The decision to start a family was an easy one for Darren and Dani. After six great years together, they knew they were ready for parenthood.
“It was the best news when Dani fell pregnant,” says Darren, “Everything was going really well, we were blissfully looking forward to a November birth but that all changed in July.”
“It was Saturday evening, I was watching TV and Dani came in around 11 pm and said she was bleeding,” Darren recalls.
“We called the midwife and went to Wonthaggi Hospital and discovered that Dani was three centimetres dilated. It’s fair to say, we were in a bit of shock.”
Bubs is coming
Dani was rushed by ambulance to Monash Health in Melbourne, almost two hours away, at one o’clock on Sunday morning.
Baby Jack was born at just 24 weeks and weighing only 777 grams. Thankfully, it looked promising with Jack arriving above the expected weight for that age and breathing on his own.
One step forward
During his first two months, little Jack endured several setbacks, including having to be put on a ventilator when seizures prevented his breathing.
“He started to get better with the support of the team looking after him at Monash Health Newborn, but then he had a second seizure. We still aren’t sure what is causing the seizures to happen,” says Dani.
“It really turned our whole world upside down,” says Dani. “There are good days, but it is often one step forward and two steps back. We know the potential risk of BPD and cerebral palsy. It’s an emotional rollercoaster.
“We had some beautiful cuddles last week, but Jack is still on the ventilator. There is still a long way to go – we wait, and we hope. Today, we are just happy that Jack is breathing.
“There are lot of unknowns with premature babies. You keep wondering what else scientists can find out to help other parents. Great research will reduce the stress that parents have to go through.

• Task objective:
Answer these questions from the account of baby Jack's premature birth:
1. Which hospital did Darren and Dani go to first after Dani said she was bleeding?
2. How much did Jack weigh when he was born?
3. What led to Jack being put on a ventilator?

• Information provided:
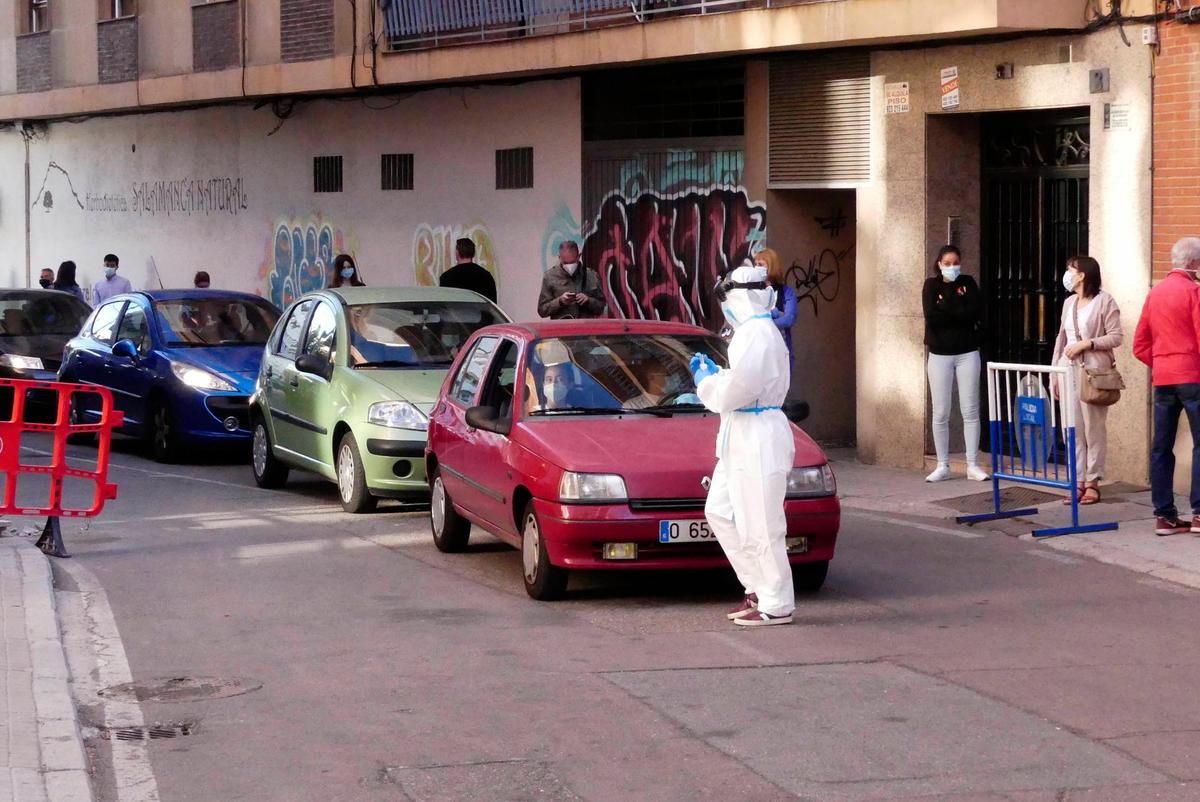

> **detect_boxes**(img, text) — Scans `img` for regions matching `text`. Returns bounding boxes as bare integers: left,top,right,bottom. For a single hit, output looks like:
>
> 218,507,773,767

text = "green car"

• Response box:
1. Wonthaggi Hospital
2. 777 grams
3. Seizures prevented his breathing.